[Image-grounded pointing data]
▬▬▬▬▬▬▬▬▬▬
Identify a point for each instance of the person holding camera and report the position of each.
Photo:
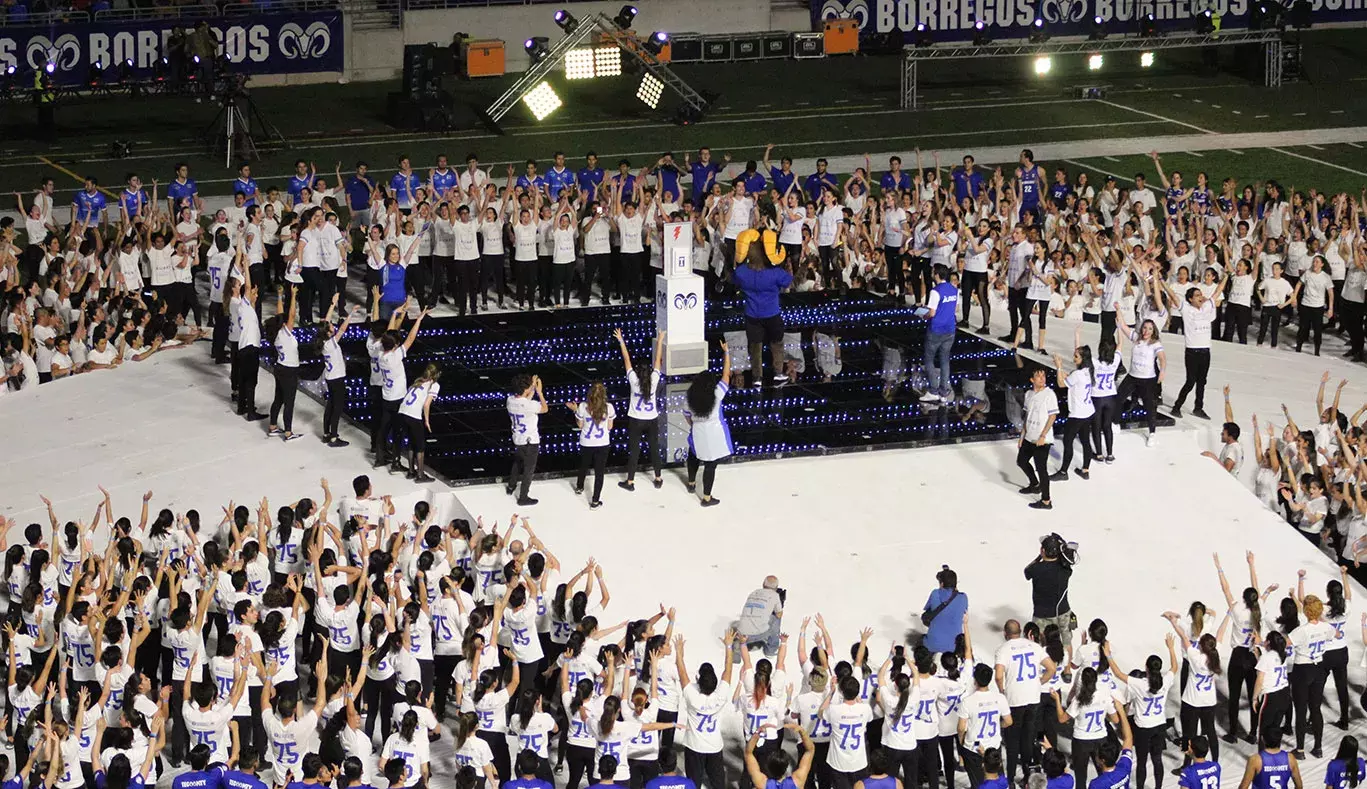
(943, 613)
(760, 621)
(1049, 576)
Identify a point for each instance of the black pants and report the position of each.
(248, 371)
(1198, 367)
(1081, 430)
(286, 386)
(650, 430)
(708, 472)
(598, 458)
(704, 769)
(1148, 750)
(524, 465)
(1103, 424)
(1034, 460)
(1270, 316)
(1311, 320)
(1147, 390)
(336, 401)
(1237, 317)
(1019, 308)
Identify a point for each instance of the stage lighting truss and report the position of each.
(651, 90)
(542, 100)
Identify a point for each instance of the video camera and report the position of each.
(1056, 547)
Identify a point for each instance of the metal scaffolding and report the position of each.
(1270, 40)
(622, 38)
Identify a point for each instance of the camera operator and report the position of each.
(1049, 574)
(760, 620)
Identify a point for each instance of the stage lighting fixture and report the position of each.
(607, 62)
(625, 17)
(651, 90)
(542, 100)
(655, 44)
(536, 48)
(1038, 30)
(566, 21)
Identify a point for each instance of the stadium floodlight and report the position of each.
(536, 48)
(651, 90)
(655, 44)
(607, 62)
(566, 21)
(625, 17)
(542, 100)
(578, 64)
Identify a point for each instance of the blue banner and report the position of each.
(956, 19)
(291, 43)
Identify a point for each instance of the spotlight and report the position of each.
(655, 44)
(566, 21)
(651, 90)
(625, 17)
(980, 33)
(542, 100)
(1038, 32)
(536, 48)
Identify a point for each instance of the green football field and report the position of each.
(833, 107)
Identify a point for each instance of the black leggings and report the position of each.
(1307, 693)
(332, 412)
(1311, 319)
(286, 386)
(708, 472)
(1103, 424)
(1081, 428)
(598, 458)
(650, 430)
(1147, 389)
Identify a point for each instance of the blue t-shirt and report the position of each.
(1337, 776)
(1199, 776)
(760, 289)
(1117, 778)
(948, 624)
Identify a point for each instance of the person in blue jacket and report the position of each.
(760, 279)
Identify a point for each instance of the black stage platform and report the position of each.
(870, 405)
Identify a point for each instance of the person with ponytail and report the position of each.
(595, 419)
(643, 413)
(1199, 695)
(1247, 614)
(409, 744)
(1081, 413)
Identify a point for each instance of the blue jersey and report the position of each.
(1337, 774)
(245, 188)
(89, 207)
(1274, 773)
(1199, 776)
(1118, 777)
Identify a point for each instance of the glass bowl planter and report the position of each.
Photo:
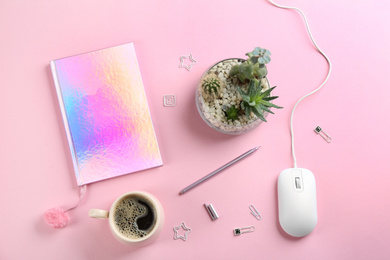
(212, 110)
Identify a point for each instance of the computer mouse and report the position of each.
(297, 201)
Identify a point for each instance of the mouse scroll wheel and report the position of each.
(298, 183)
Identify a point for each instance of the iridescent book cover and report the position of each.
(105, 113)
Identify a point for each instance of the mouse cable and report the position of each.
(314, 91)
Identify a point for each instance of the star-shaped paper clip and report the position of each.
(182, 226)
(187, 67)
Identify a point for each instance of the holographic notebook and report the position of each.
(105, 113)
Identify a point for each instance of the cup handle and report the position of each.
(98, 213)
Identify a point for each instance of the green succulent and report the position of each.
(253, 67)
(256, 101)
(232, 113)
(211, 84)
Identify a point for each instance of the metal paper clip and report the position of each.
(324, 135)
(239, 231)
(187, 67)
(176, 230)
(254, 212)
(211, 210)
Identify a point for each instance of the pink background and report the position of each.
(352, 172)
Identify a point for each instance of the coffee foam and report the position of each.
(128, 211)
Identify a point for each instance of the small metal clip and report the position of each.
(255, 212)
(176, 230)
(187, 67)
(211, 210)
(324, 135)
(239, 231)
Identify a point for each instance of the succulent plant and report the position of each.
(253, 67)
(211, 84)
(231, 113)
(257, 101)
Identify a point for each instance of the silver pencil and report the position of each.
(218, 170)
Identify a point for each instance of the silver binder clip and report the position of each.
(255, 212)
(239, 231)
(324, 135)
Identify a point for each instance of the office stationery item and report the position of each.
(255, 212)
(297, 201)
(218, 170)
(169, 100)
(239, 231)
(318, 130)
(135, 219)
(182, 62)
(303, 180)
(212, 212)
(105, 113)
(176, 230)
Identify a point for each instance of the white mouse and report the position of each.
(297, 201)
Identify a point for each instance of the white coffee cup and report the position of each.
(129, 232)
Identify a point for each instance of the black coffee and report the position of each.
(134, 217)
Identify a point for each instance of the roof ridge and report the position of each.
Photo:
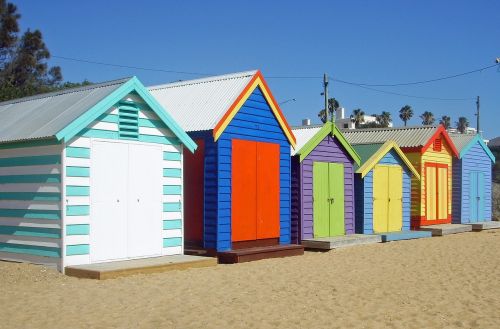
(65, 91)
(214, 78)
▬▬▬▬▬▬▬▬▬▬
■ PROMPT ■
Write out the line that contains "Identify a point for each instance of the office" and every line after it to the end of the data, exactly as they stand. Omit the pictures.

■ WRITTEN REPLY ■
Identify a point for each instance of the office stationery item and report the position of each.
(255, 212)
(297, 201)
(218, 170)
(169, 100)
(239, 231)
(318, 130)
(135, 219)
(182, 62)
(303, 180)
(212, 212)
(105, 113)
(176, 230)
Identify a point for each instance of the white mouse and report the position of each.
(297, 201)
Identify a point for each instance of the white coffee cup and report the position of each.
(129, 232)
Identify a point for each instance of the black coffee and report the position of each.
(134, 217)
Identify a point for each instance of the roof ridge and report the position of each.
Photo:
(65, 91)
(214, 78)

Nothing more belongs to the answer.